(Saved data entries)
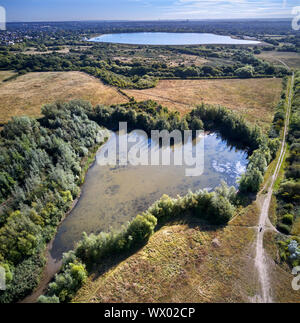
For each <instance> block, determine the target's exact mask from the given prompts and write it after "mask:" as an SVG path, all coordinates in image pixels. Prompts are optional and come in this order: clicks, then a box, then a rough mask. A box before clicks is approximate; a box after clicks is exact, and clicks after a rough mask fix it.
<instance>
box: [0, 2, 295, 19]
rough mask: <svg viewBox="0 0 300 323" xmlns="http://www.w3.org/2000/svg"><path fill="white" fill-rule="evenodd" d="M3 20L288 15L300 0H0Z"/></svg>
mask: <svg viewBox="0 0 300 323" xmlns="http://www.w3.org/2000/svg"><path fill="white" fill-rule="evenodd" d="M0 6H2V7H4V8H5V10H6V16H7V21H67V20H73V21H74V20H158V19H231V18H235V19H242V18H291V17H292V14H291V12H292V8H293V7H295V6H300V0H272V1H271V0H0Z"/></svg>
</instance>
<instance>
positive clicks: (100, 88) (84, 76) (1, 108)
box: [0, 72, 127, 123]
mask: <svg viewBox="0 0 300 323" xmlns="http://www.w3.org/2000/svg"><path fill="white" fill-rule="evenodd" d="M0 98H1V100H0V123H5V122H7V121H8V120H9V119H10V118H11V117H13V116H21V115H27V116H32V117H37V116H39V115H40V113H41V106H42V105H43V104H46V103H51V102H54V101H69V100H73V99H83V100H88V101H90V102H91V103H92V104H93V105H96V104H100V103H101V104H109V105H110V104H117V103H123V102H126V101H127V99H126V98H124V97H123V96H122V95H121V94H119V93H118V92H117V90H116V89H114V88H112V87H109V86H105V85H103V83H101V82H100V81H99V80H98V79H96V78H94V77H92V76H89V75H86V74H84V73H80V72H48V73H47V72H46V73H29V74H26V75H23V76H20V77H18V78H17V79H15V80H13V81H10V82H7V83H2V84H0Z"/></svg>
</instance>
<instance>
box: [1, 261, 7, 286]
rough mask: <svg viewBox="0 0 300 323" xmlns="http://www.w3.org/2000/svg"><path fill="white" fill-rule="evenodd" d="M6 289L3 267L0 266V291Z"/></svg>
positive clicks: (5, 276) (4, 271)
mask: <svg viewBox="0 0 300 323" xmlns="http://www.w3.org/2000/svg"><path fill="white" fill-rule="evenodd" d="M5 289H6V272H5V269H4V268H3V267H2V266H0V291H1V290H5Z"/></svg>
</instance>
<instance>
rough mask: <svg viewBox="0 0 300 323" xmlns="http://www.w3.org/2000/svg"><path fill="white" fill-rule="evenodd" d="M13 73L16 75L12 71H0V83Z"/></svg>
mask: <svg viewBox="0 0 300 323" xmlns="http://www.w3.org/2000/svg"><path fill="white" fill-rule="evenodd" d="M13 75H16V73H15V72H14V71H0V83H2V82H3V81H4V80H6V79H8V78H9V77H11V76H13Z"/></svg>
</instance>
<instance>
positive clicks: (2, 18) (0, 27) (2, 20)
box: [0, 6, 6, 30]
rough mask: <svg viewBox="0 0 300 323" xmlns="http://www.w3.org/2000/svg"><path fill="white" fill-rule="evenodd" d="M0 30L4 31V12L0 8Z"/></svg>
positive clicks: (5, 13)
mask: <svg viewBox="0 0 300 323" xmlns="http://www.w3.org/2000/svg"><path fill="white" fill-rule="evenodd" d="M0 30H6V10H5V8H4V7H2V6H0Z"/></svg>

--

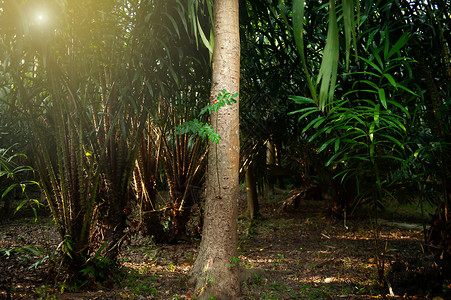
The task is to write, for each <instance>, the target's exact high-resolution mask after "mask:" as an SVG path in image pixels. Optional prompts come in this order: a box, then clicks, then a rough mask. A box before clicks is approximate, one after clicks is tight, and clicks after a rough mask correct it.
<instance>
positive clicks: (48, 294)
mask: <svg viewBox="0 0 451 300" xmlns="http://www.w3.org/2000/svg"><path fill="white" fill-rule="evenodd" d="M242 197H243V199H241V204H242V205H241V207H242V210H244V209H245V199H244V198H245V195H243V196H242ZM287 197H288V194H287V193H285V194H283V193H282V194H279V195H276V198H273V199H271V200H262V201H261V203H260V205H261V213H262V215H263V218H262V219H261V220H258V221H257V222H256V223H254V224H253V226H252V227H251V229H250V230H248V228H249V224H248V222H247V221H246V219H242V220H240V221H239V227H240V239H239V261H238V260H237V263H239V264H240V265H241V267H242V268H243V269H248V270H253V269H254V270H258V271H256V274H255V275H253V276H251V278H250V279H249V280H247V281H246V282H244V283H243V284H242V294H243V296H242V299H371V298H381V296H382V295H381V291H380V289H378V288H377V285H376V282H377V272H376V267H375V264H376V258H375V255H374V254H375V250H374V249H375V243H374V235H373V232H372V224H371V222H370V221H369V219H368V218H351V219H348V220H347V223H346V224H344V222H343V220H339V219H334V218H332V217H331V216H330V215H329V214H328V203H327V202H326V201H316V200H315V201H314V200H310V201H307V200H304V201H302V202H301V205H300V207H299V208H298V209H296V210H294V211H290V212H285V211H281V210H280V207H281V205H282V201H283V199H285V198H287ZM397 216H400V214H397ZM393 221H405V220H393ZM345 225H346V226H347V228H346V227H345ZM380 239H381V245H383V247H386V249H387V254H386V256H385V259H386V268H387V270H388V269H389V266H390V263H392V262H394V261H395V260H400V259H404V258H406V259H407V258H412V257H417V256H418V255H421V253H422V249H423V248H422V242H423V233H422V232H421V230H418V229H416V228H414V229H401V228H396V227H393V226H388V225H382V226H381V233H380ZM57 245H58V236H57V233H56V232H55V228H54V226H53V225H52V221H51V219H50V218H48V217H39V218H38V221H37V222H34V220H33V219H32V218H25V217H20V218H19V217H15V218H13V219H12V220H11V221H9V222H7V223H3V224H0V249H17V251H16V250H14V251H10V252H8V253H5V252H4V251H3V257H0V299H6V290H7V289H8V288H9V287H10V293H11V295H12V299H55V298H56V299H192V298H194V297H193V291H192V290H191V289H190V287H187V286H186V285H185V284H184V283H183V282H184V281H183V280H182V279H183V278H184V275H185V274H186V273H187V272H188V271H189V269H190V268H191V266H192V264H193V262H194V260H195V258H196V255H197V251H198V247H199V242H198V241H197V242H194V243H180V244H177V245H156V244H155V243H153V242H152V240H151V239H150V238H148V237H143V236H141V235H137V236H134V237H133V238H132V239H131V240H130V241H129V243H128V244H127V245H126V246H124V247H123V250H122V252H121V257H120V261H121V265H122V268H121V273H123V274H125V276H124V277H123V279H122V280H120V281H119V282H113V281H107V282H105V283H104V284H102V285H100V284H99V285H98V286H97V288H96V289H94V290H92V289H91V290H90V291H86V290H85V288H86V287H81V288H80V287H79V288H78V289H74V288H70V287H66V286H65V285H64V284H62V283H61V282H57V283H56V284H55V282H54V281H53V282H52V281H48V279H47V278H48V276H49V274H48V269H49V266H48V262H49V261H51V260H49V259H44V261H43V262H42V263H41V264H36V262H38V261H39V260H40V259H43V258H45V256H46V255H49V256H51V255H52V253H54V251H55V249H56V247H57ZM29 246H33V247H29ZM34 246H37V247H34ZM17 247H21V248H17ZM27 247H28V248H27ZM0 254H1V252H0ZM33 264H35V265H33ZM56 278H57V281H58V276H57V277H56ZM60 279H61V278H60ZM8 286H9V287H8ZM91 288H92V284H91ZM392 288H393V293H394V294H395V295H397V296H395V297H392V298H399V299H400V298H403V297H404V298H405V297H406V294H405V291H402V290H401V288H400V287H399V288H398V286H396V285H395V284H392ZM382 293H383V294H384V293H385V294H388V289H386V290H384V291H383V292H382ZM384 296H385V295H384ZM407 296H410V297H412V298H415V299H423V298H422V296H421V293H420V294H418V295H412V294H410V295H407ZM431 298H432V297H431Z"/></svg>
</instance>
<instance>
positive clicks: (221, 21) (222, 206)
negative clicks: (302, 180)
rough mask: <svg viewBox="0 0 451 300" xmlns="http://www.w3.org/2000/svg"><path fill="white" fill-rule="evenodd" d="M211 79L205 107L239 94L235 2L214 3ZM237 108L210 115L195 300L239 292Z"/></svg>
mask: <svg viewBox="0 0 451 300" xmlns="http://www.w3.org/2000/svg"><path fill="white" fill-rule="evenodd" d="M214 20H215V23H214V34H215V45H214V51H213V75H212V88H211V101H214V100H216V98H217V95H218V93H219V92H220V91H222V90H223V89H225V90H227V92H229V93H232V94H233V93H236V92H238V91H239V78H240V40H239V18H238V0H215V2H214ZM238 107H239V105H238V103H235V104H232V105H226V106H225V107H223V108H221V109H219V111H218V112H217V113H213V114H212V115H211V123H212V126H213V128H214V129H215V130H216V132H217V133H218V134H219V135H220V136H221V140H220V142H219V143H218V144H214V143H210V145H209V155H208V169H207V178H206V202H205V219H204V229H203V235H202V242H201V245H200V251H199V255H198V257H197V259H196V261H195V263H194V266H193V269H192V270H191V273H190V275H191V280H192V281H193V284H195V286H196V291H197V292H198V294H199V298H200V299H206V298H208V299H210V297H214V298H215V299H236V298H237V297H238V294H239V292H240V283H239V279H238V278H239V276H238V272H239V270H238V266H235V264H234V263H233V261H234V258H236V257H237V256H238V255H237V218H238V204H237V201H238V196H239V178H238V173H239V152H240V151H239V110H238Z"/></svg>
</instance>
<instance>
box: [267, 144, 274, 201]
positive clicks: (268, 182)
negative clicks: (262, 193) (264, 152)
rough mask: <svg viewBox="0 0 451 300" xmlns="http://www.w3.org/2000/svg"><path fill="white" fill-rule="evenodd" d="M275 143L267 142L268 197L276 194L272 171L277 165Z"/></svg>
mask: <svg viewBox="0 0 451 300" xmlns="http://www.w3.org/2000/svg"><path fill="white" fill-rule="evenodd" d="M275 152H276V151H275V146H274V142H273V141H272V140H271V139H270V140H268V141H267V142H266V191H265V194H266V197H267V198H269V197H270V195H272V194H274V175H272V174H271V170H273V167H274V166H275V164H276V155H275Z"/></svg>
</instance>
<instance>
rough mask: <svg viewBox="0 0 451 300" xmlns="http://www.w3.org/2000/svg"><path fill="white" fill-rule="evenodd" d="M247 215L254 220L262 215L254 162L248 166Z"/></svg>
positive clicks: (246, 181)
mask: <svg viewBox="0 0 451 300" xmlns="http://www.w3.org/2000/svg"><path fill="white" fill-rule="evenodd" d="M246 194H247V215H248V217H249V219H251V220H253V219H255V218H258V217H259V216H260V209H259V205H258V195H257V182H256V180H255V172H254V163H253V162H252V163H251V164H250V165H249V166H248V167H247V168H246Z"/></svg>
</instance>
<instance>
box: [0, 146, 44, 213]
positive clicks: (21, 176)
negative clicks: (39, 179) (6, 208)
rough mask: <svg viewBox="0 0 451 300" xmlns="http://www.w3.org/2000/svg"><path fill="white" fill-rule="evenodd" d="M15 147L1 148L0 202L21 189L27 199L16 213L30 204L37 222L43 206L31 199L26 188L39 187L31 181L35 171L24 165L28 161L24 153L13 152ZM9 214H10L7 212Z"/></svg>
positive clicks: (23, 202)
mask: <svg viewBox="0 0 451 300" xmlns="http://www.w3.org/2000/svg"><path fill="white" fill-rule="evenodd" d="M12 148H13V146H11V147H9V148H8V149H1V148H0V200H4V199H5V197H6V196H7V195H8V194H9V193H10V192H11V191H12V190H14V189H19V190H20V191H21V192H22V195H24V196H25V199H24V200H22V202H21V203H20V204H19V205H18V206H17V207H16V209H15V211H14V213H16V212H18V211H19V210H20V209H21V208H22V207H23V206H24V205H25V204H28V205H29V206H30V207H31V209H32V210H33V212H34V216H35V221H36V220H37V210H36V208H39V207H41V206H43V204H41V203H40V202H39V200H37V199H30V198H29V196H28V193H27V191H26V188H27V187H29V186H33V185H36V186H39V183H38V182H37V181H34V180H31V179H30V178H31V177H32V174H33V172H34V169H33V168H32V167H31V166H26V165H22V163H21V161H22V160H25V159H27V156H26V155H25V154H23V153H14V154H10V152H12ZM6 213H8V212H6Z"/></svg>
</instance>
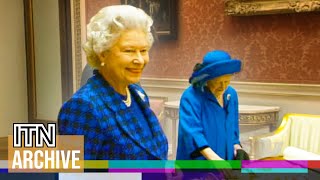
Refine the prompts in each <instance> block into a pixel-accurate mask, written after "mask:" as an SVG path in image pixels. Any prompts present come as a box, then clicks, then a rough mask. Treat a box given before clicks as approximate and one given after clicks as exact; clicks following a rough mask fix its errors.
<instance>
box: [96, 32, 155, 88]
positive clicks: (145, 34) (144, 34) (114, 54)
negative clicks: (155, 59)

- _Work required_:
Look over the records above and say how many lines hold the word "given", giving the number alone.

- _Written answer_:
2